PROBLEM REQUIREMENTS. Please copy all of the records exactly, leaving nothing out.

EXCERPTED RECORDS.
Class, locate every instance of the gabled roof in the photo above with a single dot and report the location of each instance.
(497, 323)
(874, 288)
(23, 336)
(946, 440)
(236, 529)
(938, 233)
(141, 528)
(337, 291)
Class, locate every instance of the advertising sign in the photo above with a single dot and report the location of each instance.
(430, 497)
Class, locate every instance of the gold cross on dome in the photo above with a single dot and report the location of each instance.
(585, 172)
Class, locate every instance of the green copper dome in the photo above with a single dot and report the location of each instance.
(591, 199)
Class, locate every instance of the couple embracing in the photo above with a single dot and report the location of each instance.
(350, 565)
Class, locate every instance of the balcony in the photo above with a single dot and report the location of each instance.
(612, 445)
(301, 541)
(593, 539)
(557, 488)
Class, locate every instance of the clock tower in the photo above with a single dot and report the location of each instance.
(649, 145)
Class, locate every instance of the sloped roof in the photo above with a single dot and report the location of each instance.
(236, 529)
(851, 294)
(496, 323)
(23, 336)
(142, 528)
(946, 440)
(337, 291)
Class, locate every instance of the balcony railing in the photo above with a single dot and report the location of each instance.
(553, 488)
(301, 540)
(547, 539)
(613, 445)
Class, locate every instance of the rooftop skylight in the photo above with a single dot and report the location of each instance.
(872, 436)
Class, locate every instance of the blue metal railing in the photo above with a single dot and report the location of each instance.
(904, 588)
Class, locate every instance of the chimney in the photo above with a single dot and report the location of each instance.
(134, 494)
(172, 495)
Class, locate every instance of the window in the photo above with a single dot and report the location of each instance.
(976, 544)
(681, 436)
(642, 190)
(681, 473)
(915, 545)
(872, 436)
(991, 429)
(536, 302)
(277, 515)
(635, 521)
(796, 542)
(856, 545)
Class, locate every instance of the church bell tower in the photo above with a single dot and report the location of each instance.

RESULT BELOW.
Class, locate every instance of the gabled roof in the photo above with a single dot and report the location of each instance.
(497, 323)
(874, 288)
(23, 336)
(946, 440)
(236, 529)
(938, 233)
(141, 528)
(337, 291)
Class, locate every instance of the advertising sign in the photo above with a single dot and report the location of each instance.
(430, 497)
Class, locate every instance of the gold cross on dome in the photo above with a single dot and report the location of each instance.
(585, 172)
Class, locate every instance of the green copper dome in the photo above with a single dot and report the location of each instance.
(591, 199)
Class, locate every instance of the couple embracing in the photo above with a single dot and report the location of each instance.
(350, 565)
Class, locate every instance of the balcony in the photo above with a single dot and report the location of each instance.
(612, 445)
(301, 541)
(593, 539)
(557, 488)
Class, locate every instance of the clock tower in the photo above with a single dot and report the location of each instance.
(649, 145)
Class, locate every instance of the sloped roof in the photo above with a single dot and report the location of each instance.
(236, 529)
(851, 294)
(496, 323)
(23, 336)
(142, 528)
(946, 440)
(337, 291)
Class, locate every instance of the balcony railing in the photo above with a single dot and report the location of each instance.
(553, 488)
(301, 540)
(547, 539)
(613, 445)
Class, locate every instance of the rooftop skylight in the photo above with a single dot and report the location of each instance.
(872, 436)
Class, locate every instance of the blue metal railing in the photo above with a single dot and report the location of each instance.
(904, 588)
Class, locate every instance of the chimney in the photo above with a single dot and report the location of each instance.
(134, 494)
(172, 495)
Class, locate every instance of the window in the photo above with a single dot and report the location of each instance.
(976, 544)
(681, 436)
(642, 190)
(681, 473)
(915, 545)
(872, 436)
(991, 429)
(536, 302)
(277, 515)
(635, 521)
(796, 542)
(856, 545)
Class, locate every instance of the church bell tower in the photo above with a single dot and report the location of each instance.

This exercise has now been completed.